#### REQUEST:
Retype each of the lines below character for character, leaving nothing out and adding nothing.
-- start DATA SECTION --
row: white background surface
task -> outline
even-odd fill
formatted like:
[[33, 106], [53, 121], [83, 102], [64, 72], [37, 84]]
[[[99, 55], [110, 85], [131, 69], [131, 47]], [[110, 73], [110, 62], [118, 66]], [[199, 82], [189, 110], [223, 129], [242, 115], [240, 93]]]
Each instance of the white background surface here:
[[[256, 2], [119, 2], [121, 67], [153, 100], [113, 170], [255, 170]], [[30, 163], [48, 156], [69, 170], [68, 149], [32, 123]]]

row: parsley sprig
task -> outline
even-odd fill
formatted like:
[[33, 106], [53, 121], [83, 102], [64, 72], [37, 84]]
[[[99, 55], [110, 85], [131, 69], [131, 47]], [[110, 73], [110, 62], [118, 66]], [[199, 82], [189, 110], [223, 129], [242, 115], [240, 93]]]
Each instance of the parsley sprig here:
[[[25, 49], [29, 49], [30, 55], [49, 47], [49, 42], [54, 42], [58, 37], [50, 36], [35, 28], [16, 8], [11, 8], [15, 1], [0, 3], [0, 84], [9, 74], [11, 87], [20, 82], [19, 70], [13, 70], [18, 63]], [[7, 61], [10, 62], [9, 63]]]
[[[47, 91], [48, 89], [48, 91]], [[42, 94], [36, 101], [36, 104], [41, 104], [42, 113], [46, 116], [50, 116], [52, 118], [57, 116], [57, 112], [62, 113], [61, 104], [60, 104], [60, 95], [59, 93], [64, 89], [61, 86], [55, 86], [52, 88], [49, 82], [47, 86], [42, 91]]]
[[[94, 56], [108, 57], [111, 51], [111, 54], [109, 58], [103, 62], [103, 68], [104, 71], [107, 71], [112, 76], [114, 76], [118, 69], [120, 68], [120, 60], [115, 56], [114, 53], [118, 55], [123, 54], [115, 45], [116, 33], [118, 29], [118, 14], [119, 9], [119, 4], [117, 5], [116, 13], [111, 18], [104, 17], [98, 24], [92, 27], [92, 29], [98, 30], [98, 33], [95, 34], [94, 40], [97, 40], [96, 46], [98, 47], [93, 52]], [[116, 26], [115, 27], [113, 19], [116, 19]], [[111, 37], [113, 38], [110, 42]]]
-- end DATA SECTION --
#### OUTPUT BELOW:
row: white background surface
task -> outline
even-odd fill
formatted like:
[[33, 106], [53, 121], [83, 102], [64, 72], [37, 84]]
[[[99, 55], [110, 85], [131, 69], [131, 47]], [[110, 73], [110, 62], [118, 66]], [[199, 82], [189, 110], [223, 129], [242, 115], [240, 93]]]
Each instance of the white background surface here:
[[[256, 2], [119, 2], [121, 67], [153, 100], [113, 170], [255, 170]], [[30, 163], [48, 156], [69, 170], [68, 149], [32, 123]]]

row: parsley sprig
task -> outline
even-odd fill
formatted like:
[[33, 106], [53, 121], [83, 102], [64, 72], [37, 84]]
[[[99, 55], [110, 85], [131, 69], [131, 47]], [[110, 73], [110, 62], [118, 66]], [[199, 82], [189, 110], [223, 129], [242, 115], [240, 93]]]
Each instance of the parsley sprig here:
[[[25, 49], [29, 49], [30, 55], [49, 47], [49, 42], [54, 42], [58, 37], [50, 36], [35, 28], [16, 8], [11, 8], [15, 1], [0, 3], [0, 84], [9, 74], [11, 87], [20, 82], [19, 70], [13, 70], [18, 63]], [[7, 61], [10, 62], [9, 63]]]
[[[47, 91], [48, 89], [48, 91]], [[42, 94], [36, 101], [36, 104], [41, 104], [42, 113], [46, 116], [50, 116], [52, 118], [57, 116], [57, 112], [62, 113], [61, 104], [60, 104], [60, 95], [59, 93], [64, 89], [61, 86], [55, 86], [52, 88], [49, 82], [47, 86], [42, 91]]]
[[[94, 56], [108, 57], [111, 51], [111, 54], [109, 58], [103, 62], [103, 68], [104, 71], [107, 71], [112, 76], [114, 76], [118, 69], [120, 68], [120, 60], [115, 56], [114, 53], [118, 55], [123, 54], [115, 45], [116, 33], [118, 29], [118, 14], [119, 9], [119, 4], [117, 5], [116, 13], [111, 18], [104, 17], [98, 24], [92, 27], [92, 29], [98, 30], [98, 33], [95, 34], [94, 40], [97, 40], [96, 46], [98, 47], [93, 52]], [[116, 26], [115, 27], [113, 19], [116, 19]], [[111, 37], [113, 38], [110, 42]]]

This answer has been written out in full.